## Start

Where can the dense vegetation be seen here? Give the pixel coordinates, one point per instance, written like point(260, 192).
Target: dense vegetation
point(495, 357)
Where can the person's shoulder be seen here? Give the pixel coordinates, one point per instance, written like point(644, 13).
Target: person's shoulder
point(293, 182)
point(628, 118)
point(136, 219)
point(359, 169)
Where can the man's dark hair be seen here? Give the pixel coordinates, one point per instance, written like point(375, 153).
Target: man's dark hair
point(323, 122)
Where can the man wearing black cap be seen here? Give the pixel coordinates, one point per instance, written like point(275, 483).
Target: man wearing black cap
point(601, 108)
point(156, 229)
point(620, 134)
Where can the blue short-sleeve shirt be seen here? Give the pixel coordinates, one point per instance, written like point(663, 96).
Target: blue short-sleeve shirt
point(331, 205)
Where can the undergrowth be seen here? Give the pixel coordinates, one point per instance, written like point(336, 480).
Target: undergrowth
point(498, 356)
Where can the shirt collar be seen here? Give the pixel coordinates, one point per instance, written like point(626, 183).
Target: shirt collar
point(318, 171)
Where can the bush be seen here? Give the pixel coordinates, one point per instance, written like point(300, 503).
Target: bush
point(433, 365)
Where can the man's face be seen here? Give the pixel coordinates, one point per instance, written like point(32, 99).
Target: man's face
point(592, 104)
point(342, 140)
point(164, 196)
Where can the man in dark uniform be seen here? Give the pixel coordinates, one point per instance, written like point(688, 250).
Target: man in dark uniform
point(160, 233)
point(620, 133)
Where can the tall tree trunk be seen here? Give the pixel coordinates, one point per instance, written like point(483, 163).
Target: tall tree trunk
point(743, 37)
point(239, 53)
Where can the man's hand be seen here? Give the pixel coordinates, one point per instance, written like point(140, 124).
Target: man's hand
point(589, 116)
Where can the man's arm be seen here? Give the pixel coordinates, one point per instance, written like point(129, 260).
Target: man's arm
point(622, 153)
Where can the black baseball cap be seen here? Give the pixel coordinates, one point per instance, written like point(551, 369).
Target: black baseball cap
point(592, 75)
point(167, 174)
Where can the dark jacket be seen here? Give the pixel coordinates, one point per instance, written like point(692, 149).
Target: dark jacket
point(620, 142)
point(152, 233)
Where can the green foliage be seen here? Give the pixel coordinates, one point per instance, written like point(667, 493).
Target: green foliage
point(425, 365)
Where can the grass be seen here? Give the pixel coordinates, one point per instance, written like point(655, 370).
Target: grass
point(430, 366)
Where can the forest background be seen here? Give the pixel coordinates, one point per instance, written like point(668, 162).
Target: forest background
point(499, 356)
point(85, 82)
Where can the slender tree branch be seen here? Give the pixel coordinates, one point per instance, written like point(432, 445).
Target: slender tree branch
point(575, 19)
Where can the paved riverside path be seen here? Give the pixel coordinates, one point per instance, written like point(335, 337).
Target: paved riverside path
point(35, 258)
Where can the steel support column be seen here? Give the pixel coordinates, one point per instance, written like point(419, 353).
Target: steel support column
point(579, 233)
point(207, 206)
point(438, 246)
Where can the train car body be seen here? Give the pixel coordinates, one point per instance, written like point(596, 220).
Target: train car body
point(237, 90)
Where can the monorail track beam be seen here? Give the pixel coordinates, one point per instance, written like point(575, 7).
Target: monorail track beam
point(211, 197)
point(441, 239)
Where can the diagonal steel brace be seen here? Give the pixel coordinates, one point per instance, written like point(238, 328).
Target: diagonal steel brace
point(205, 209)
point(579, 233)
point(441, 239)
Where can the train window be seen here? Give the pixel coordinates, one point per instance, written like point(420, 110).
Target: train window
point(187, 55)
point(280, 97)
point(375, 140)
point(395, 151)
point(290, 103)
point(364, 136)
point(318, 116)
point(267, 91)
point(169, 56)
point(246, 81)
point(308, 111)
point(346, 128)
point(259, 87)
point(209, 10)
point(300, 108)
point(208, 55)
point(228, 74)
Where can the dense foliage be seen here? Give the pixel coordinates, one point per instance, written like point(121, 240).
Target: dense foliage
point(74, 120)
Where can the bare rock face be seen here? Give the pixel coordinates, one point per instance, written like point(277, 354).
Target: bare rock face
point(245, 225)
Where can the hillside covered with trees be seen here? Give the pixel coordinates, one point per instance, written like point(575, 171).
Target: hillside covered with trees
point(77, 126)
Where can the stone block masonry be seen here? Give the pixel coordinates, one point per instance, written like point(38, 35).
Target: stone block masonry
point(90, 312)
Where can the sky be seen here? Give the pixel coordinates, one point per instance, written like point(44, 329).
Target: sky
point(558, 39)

## End

Task brief —
Rewrite all the items above, replacing "pixel coordinates" with "image coordinates" wherever it occurs and leaving everything else unchanged.

Exercise output —
Where can the dense vegetation be seen here? Give the image coordinates, one point per instance, written like point(260, 192).
Target: dense vegetation
point(495, 357)
Where can the person's shoulder be seen here? Give the image coordinates, one point per instance, written like point(644, 13).
Target: person's shoulder
point(293, 182)
point(628, 118)
point(136, 219)
point(359, 169)
Where can the man's dark hair be seen here? Give the image coordinates, one point per instance, written like point(375, 153).
Target: man's dark hair
point(323, 122)
Where can the man wearing black cap be seen here? Give the image coordinates, one point per instance, written like point(275, 483).
Target: man wearing black cap
point(601, 108)
point(156, 229)
point(620, 134)
Where can the blue short-sleeve shirt be seen here? Give the image coordinates, one point per instance, written like point(663, 96).
Target: blue short-sleeve shirt
point(331, 205)
Where can the undergrowth be seen here? Give the image coordinates, one point per instance, written like point(336, 480).
Target: undergrowth
point(498, 356)
Where can the shirt collar be seen here? Give the image coordinates, one point per instance, written like point(626, 183).
Target: shirt collar
point(318, 171)
Where can the bush be seen here? Give the image coordinates, one point per instance, written like point(300, 503).
Target: bush
point(433, 365)
Where can the man's face be seen here? Give the image coordinates, one point per instance, written like point(32, 99).
Target: man's face
point(592, 104)
point(342, 140)
point(164, 196)
Where can the man in dark uniform be seen here? Give the image coordinates, one point per instance, written like point(688, 250).
Target: man in dark uniform
point(160, 233)
point(620, 133)
Where can the tall tree trunk be seen here? Give the image coordinates, one point per instance, written like point(483, 163).
Target: tall tree trunk
point(743, 37)
point(239, 53)
Where can the man's hand be seen here? Give the image coordinates, one point per instance, written like point(140, 124).
Target: man's hand
point(589, 116)
Where can the man's arm be seen here? Give the image coordinates, one point per instance, written like point(129, 260).
Target: man's arm
point(622, 153)
Where can the black baseball cap be seen here? Give the image coordinates, one point per instance, written like point(551, 369).
Target: black baseball cap
point(592, 75)
point(167, 174)
Where can the dark jacket be seen here? Give the image coordinates, one point per instance, written like point(692, 149).
Target: dark jacket
point(620, 142)
point(152, 233)
Where can the green foliage be seen here? Give the image coordinates, one point per instance, written like point(667, 493).
Target: green foliage
point(425, 365)
Where can the grass be seen here? Give the image coordinates, one point per instance, written like point(655, 370).
Target: grass
point(430, 366)
Where can the forest background be seen here? Give the image coordinates, one point per instance, written like point(668, 162).
Target: forest background
point(499, 356)
point(85, 82)
Where can the slender tree branch be seen here? Give the image coordinates, one point per instance, written like point(432, 445).
Target: slender tree branch
point(575, 19)
Where can the paved riverside path be seen here? Give the image coordinates, one point per instance, written like point(335, 337).
Target: paved riverside path
point(35, 258)
Where can the steel support column be seen here? Give the image coordinates, one point per instance, written like point(419, 353).
Target: steel support column
point(579, 233)
point(207, 206)
point(438, 246)
Where can the train car body be seen here? Give the image coordinates, one point per instance, written like point(596, 220).
Target: train car body
point(237, 90)
Where can the monorail track beam be seen here? Give the image coordinates, one point per instance, written like point(575, 7).
Target: monorail track beam
point(211, 197)
point(441, 239)
Where can the diagonal steel brace be seen here? Give the image coordinates, one point per instance, written like point(238, 328).
Target: diagonal steel brace
point(205, 209)
point(579, 233)
point(441, 239)
Where can the train window be seen here? Give the image coordinates, one point per instance, written like point(420, 110).
Target: train window
point(187, 55)
point(280, 97)
point(375, 140)
point(395, 151)
point(290, 103)
point(364, 136)
point(318, 116)
point(267, 91)
point(169, 56)
point(246, 81)
point(308, 111)
point(346, 128)
point(259, 87)
point(209, 10)
point(300, 108)
point(208, 55)
point(228, 74)
Where can the dense foliage be seen here? Give the image coordinates, one point per instance, written like point(121, 240).
Target: dense foliage
point(74, 120)
Where can the bare rock face be seen here? Give the image coordinates, one point per instance, written like point(277, 354).
Target: bare rock face
point(245, 225)
Where can the hillside covered with trees be seen here? Give the image coordinates, one point per instance, written like point(575, 171).
Target: hillside covered with trees
point(77, 126)
Where can the stone block masonry be seen here? Give the image coordinates, one point per instance, written like point(38, 35).
Target: stone block masonry
point(90, 312)
Where can the sky be seen here? Give the image coordinates, one point per instance, written like point(44, 329).
Target: sky
point(558, 39)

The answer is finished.